**Goal of the exercise:** In the material below, rewrite the lines from the line containing "man's arm, which" through the line containing "pixel 438 200" as a numbered list, omitting any blank lines.

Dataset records
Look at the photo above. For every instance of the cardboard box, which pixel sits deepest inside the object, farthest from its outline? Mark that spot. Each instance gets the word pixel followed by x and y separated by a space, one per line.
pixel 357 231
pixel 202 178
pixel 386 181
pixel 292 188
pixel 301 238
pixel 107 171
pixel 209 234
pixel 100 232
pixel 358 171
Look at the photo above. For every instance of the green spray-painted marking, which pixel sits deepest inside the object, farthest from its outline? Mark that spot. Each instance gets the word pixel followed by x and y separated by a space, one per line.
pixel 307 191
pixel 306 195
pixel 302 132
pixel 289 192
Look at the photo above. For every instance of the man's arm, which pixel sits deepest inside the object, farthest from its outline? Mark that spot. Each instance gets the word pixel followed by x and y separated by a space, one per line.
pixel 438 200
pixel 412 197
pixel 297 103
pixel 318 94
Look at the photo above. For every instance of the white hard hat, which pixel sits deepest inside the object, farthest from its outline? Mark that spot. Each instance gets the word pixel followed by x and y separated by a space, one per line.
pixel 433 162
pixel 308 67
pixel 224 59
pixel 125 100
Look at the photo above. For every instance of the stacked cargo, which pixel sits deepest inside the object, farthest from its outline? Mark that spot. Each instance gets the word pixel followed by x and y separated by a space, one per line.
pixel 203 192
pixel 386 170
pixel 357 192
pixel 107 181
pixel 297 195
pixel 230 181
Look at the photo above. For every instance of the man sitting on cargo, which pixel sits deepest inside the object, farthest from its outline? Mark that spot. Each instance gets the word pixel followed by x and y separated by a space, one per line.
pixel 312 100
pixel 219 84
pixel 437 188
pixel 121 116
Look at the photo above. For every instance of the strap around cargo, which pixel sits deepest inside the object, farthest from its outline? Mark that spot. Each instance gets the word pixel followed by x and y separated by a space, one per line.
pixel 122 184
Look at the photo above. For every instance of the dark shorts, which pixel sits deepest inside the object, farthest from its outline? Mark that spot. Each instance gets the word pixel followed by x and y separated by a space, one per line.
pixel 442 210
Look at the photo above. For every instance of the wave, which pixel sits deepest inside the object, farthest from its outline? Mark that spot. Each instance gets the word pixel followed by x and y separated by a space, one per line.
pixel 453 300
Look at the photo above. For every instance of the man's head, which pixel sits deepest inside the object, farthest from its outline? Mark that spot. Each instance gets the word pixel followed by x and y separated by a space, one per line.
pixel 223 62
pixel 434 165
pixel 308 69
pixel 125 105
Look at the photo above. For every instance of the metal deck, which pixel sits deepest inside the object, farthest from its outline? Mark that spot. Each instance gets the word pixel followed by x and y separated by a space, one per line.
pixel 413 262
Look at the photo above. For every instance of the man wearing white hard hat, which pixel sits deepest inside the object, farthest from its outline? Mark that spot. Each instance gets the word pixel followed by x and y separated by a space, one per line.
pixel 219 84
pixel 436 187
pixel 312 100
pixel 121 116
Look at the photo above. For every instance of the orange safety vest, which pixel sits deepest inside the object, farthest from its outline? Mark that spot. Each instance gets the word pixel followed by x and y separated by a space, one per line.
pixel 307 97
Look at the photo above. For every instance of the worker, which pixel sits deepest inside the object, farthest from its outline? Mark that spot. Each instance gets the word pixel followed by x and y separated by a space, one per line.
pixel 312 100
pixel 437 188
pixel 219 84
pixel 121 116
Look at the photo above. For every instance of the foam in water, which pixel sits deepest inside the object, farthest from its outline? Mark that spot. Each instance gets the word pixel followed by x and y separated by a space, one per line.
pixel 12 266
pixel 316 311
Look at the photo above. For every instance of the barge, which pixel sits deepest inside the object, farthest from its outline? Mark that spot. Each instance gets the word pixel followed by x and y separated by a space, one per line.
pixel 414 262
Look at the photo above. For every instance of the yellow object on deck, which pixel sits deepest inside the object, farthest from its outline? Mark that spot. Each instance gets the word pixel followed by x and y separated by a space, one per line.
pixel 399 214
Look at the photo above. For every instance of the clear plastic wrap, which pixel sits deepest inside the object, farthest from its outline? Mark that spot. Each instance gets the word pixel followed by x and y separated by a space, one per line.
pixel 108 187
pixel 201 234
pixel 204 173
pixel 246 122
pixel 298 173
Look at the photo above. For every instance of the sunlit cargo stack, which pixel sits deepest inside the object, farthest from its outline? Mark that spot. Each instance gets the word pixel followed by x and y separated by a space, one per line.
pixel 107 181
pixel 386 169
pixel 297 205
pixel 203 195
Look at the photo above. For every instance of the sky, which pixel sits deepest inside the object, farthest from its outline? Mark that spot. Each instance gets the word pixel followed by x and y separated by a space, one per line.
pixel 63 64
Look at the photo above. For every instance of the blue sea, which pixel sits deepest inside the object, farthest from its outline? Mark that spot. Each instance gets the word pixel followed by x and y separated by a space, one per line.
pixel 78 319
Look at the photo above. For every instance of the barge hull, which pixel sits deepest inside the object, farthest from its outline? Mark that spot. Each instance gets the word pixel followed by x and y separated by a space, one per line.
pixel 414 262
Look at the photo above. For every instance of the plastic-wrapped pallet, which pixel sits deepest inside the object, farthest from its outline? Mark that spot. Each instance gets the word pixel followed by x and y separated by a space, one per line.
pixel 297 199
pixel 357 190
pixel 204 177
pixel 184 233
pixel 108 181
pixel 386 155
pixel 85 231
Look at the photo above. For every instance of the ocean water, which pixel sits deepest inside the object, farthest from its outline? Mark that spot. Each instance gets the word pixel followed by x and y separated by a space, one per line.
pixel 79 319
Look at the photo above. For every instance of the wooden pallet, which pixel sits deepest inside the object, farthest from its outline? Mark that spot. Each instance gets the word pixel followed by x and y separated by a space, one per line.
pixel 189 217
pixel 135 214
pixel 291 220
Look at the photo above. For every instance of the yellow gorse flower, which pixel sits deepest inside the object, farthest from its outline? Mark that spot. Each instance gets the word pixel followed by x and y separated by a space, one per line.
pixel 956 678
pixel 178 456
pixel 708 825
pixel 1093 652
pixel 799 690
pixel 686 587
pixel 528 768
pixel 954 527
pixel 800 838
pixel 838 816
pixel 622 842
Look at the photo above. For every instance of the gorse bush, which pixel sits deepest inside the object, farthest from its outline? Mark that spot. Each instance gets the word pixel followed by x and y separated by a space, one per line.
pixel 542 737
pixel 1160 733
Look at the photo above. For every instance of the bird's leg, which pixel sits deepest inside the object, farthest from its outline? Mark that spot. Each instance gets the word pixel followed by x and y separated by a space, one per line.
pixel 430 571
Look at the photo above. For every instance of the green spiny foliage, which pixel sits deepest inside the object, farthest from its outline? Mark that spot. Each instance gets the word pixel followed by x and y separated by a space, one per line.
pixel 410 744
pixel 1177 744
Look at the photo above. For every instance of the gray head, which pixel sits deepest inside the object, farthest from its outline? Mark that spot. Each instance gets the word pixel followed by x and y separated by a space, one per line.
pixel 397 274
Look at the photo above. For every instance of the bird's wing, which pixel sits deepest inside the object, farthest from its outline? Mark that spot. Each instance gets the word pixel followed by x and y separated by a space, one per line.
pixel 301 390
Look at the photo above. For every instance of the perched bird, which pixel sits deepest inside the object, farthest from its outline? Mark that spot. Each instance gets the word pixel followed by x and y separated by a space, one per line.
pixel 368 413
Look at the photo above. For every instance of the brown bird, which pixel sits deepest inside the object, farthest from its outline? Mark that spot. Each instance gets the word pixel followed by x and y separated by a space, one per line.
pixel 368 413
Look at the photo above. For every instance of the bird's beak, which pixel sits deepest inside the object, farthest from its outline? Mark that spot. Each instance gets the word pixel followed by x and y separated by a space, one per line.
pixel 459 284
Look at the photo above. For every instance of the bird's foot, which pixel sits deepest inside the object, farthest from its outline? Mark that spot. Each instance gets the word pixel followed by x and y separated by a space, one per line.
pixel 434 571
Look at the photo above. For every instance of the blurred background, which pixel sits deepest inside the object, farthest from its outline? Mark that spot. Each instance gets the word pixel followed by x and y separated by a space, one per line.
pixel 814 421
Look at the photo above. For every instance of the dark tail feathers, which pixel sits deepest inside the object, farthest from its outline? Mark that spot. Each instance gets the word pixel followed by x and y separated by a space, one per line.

**Result of the task:**
1. Look at the photo above. For every instance of the man's arm, which pixel sits deepest inside the object, farthest from its outline? Mark that spot. Each instance gets the word pixel followed by x and y separated by a space, one per line.
2. pixel 438 200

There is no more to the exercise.